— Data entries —

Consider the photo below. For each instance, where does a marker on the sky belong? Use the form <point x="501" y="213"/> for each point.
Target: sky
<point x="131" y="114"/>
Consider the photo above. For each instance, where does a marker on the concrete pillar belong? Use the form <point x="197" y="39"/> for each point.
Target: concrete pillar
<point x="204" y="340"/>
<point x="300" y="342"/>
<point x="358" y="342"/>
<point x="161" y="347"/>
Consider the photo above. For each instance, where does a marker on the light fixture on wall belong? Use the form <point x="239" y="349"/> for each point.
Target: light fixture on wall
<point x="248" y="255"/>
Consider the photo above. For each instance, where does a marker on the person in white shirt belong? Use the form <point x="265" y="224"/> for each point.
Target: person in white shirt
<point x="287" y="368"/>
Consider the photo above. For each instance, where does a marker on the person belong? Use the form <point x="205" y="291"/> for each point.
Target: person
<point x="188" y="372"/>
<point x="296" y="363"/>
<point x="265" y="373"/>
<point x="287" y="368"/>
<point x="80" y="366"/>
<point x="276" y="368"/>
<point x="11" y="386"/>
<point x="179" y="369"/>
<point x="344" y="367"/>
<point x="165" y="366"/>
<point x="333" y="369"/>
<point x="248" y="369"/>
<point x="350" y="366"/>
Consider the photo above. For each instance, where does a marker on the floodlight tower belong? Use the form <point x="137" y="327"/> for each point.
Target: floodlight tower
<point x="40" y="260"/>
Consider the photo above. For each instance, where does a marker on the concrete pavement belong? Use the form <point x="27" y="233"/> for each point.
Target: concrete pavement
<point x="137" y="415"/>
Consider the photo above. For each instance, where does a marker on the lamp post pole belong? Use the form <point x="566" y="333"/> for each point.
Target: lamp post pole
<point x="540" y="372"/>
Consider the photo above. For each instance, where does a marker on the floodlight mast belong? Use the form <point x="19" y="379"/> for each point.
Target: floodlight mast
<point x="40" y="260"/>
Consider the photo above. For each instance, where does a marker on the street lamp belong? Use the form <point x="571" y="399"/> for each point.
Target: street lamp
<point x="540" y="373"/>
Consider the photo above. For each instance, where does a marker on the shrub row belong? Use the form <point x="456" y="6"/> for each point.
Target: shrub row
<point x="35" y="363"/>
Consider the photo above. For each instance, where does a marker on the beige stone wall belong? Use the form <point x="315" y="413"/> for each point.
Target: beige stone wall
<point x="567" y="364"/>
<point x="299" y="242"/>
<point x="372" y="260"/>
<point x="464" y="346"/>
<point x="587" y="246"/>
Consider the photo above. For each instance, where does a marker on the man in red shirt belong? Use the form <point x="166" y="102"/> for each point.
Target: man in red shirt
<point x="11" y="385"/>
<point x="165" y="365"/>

* * *

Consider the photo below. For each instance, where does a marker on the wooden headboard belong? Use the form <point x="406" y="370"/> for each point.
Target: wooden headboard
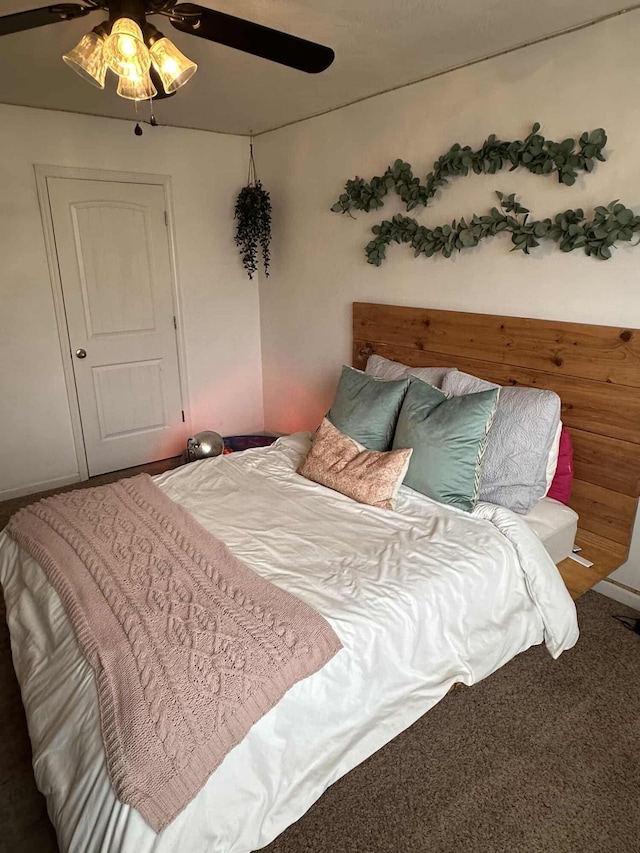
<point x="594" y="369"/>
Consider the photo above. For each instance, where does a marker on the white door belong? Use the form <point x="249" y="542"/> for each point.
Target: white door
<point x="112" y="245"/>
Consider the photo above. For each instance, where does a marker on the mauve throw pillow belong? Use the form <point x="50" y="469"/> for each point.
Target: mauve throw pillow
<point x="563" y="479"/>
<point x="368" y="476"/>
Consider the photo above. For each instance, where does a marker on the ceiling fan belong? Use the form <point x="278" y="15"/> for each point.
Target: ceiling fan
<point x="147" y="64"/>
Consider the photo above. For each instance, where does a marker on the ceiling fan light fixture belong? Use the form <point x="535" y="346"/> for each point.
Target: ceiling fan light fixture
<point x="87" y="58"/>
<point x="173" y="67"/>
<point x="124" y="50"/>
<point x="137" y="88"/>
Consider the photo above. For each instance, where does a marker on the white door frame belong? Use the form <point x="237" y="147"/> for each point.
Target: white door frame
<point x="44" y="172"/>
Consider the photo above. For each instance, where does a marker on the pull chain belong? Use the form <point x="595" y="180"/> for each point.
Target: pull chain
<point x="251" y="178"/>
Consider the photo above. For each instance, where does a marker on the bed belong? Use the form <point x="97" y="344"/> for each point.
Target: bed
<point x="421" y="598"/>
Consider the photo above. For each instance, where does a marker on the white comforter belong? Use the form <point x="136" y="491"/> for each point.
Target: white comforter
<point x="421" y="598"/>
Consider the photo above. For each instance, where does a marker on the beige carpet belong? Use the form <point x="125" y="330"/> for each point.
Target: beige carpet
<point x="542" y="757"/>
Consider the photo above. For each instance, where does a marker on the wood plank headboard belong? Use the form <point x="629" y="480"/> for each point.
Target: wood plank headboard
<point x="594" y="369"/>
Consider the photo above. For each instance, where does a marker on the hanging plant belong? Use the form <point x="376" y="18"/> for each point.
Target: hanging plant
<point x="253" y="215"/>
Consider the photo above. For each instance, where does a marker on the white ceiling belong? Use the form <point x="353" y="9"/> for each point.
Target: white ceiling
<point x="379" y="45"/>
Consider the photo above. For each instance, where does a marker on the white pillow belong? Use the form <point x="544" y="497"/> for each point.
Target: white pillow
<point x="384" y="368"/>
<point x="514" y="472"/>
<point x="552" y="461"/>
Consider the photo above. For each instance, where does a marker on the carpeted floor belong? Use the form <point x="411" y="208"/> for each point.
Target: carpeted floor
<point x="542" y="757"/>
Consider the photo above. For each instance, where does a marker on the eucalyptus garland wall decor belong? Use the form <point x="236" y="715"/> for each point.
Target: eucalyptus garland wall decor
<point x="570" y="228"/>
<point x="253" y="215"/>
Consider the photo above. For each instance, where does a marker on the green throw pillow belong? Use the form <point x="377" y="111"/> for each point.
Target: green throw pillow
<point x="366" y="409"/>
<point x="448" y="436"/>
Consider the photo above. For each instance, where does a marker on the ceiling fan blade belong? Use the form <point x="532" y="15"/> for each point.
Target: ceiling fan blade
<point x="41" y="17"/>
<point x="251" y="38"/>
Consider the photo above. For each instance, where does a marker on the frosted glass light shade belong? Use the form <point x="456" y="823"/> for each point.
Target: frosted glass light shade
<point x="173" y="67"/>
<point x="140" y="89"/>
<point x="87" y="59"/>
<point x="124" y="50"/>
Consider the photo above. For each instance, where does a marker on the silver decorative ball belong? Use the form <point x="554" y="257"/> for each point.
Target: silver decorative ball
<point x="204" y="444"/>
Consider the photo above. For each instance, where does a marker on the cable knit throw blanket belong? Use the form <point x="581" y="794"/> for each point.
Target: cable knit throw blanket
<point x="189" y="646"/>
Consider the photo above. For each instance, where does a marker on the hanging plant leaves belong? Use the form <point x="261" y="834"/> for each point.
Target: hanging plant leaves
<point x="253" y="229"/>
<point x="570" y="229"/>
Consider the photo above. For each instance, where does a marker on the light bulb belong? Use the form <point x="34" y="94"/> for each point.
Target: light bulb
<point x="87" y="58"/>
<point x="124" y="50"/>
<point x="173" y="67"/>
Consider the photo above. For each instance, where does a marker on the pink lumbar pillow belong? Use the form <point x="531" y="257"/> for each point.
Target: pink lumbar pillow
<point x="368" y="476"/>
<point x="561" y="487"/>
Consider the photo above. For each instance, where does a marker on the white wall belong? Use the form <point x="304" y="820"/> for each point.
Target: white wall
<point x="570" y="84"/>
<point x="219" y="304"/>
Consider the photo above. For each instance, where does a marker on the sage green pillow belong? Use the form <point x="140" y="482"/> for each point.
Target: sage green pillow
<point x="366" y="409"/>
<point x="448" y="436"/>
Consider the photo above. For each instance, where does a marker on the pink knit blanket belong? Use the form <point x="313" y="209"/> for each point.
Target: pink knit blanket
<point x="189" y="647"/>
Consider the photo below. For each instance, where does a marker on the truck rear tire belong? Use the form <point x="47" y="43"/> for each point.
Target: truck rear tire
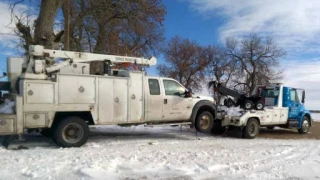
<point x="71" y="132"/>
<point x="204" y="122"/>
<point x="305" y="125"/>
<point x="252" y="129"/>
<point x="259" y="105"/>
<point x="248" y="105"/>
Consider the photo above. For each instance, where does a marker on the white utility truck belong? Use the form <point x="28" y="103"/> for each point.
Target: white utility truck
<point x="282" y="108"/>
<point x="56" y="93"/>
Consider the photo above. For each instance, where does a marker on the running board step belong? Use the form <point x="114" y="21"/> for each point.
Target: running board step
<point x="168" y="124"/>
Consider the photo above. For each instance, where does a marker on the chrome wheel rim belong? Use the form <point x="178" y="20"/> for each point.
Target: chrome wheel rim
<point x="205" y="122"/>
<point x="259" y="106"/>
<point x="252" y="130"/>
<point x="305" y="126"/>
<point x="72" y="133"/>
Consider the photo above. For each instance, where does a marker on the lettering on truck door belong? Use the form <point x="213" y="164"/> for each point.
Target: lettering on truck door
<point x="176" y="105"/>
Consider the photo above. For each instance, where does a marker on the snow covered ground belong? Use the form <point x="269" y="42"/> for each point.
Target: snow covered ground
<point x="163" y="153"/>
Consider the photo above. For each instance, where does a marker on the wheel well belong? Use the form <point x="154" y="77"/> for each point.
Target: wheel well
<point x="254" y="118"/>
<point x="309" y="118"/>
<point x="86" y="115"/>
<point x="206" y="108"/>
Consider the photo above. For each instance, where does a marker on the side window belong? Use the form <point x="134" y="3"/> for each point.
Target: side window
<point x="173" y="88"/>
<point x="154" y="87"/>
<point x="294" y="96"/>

— REQUIREMENTS —
Pick out each row above that contains the word "below", and copy those rows.

— ANSWER TO THE TASK —
Consider the photo below. For each instance, where does a marker on the sky belong? Use the form <point x="501" y="213"/> for each point.
Consider the photo below. For each instance, where does a marker on the wooden headboard belong? Use the form <point x="406" y="370"/> for each point.
Consider the photo below. For each instance, where does a marker on the truck rear tire belong? Use the form <point x="47" y="43"/> for each point.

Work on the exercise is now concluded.